The SCCS published its preliminary safety opinion​ on genistein and daidzein following concerns raised relating to potential endocrine disrupting properties, given both substances were phytoestrogen plant-derived compounds – isoflavones.

The SCCS said the aim was to assess the safety of both substances when used in cosmetic products but it had also “taken into consideration”​ other sources of exposure to the two isoflavones from certain phytoestrogen preparations across cosmetics, food and dietary supplements.

Genistein safe at set levels, daidzein safety levels inconclusive

The preliminary opinion concluded that use of genistein in cosmetic products was safe up to a maximum concentration of 0.007%. However, the SCCS said it was unable to exclude the potential genotoxic effects of daidzein when used in cosmetics because “currently available information is not sufficient”.

The safety assessment had considered mutagenicity/genotoxicity; carcinogenicity; photo-induced toxicity; human data; and conducted a special investigation into the endocrine disrupting potential of both substances.

On mutagenicity/genotoxicity, the preliminary opinion said genistein showed “no evidence for mutagenicity”​ in the bacterial gene mutation test (Ames tests). One in vitro ​test had shown positive results for mutagenic potential, but other in vivo ​tests had given negative results, leading the SCCS to conclude that “genistein does not pose a gene mutation hazard ​in vivo”.

For daidzein, in vitro ​bacterial gene mutation studies and in vitro ​mammalian cell gene mutation studies did not allow firm conclusions to be drawn, it said, and because of inconclusive analysis of certain in vitro ​and in vivo ​studies, the SCCS was therefore unable to conclude on the genotoxicity of daidzein, though it did not believe the substance posed a gene mutation hazard in vivo.

“The SCCS is of the opinion that a valid ​in vitro micronucleus/chromosomal aberration study should be provided with a properly characterised test item,” ​the preliminary opinion read.

On carcinogenicity, the SCCS said available evidence from published studies suggested genistein was not genotoxic in vivo​ and did not exhibit a carcinogen potential either. Carcinogenicity data, however, were “not available”​ for daidzein, it said.

On photo-induced toxicity, the SCCS said submitted information did not include original study reports and was based on a finished cosmetic product of “unknown composition”​ – with genistein and daidzein levels unclear. The information could therefore not be used to evaluate the potential phototoxicity of the substances. Overall, the SCCS said “no useful”​ human data had been provided.

DATASET EXTRACT:
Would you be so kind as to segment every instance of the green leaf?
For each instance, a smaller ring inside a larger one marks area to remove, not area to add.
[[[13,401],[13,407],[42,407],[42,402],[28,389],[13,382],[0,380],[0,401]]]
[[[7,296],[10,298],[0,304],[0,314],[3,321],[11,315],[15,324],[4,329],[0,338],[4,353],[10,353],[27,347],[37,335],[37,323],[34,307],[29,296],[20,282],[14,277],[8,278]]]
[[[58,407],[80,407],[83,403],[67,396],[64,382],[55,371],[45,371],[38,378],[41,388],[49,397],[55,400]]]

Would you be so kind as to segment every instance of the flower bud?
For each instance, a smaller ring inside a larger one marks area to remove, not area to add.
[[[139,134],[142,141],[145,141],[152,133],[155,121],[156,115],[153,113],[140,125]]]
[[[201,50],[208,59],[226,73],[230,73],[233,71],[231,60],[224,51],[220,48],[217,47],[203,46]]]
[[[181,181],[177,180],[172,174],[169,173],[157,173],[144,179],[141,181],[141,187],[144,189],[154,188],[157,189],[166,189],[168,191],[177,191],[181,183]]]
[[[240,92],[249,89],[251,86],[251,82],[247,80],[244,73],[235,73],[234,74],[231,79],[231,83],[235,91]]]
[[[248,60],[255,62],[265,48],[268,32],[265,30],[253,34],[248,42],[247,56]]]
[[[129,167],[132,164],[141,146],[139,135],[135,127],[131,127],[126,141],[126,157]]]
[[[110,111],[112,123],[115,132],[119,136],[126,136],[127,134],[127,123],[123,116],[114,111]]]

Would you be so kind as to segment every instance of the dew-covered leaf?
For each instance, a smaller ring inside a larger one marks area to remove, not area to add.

---

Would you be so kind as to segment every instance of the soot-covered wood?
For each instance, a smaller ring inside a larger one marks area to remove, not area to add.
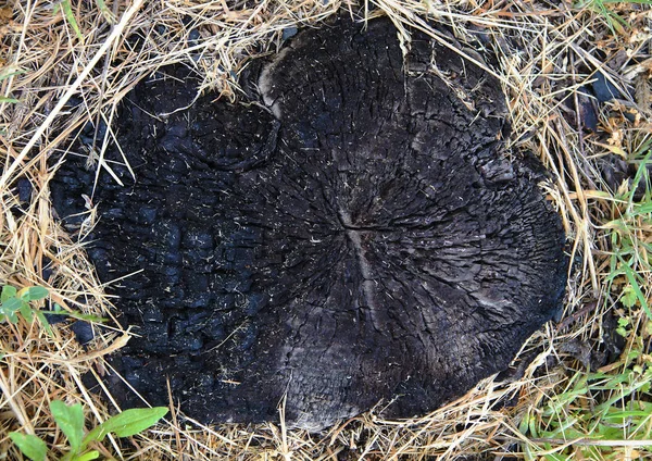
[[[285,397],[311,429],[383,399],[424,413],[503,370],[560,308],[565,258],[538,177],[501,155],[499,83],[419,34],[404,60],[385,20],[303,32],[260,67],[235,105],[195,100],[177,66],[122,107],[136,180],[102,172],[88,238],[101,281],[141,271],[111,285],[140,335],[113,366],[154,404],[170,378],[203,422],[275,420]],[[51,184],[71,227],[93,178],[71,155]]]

* * *

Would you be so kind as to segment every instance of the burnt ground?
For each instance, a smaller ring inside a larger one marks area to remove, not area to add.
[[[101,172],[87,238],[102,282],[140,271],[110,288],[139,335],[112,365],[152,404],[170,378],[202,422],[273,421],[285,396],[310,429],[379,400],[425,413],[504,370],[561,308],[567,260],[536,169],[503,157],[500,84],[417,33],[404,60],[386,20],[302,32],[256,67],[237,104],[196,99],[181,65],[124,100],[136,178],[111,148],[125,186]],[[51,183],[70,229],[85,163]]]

TASKS TO PERFORM:
a) Write out the part of the genistein and daidzein passage starting at "The SCCS published" and ending at "and dietary supplements.".
b) According to the genistein and daidzein passage, up to what maximum concentration is genistein safe in cosmetic products?
c) How might the genistein and daidzein passage go on? Write the next part, picking up after its last sentence.
The rows are separate material, unconnected to the genistein and daidzein passage.

ANSWER SET:
a)
The SCCS published its preliminary safety opinion​ on genistein and daidzein following concerns raised relating to potential endocrine disrupting properties, given both substances were phytoestrogen plant-derived compounds – isoflavones.

The SCCS said the aim was to assess the safety of both substances when used in cosmetic products but it had also “taken into consideration”​ other sources of exposure to the two isoflavones from certain phytoestrogen preparations across cosmetics, food and dietary supplements.

b) 0.007%

c)
On the special focus to investigate the endocrine disrupting potential of both substances, the SCCS said this was because of the ability of isoflavones to interact with oestrogen receptors.

However, it noted that both genistein and daidzein had “weak binding affinities to oestrogen receptor(s) ​in vitro​ and endocrine-related effects in vivo​ had only been observed in rodents at high doses.

“With the collective view of the available information, the SCCS considers that the toxicological point of departures (PoDs) selected for this assessment (…) also adequately covers the endocrine-related effects of genistein and daidzein.”

Endocrine disruptors and cosmetics

Back in 2020, the European Commission (EC) published its final synopsis report​ and evaluation of findings from public, stakeholder and SME consultations on current EU assessment and management of endocrine disruptors. The EC ‘Fitness Check’​ aimed to establish a coherent EU-wide approach to endocrine disruptors and would help assess whether existing legislation was fit for purpose.

Late last year, the Commission also issued its fourth update to the CMR Omnibus regulation​ prohibiting and/or restricting carcinogenic, mutagenic or toxic for reproduction (CMR) chemicals in cosmetics, adding 23 substances to its prohibited substances list. The ban came into force at the beginning of this month (March 1, 2022) for substances in all cosmetic products on the EU market, included imported and EU-made goods.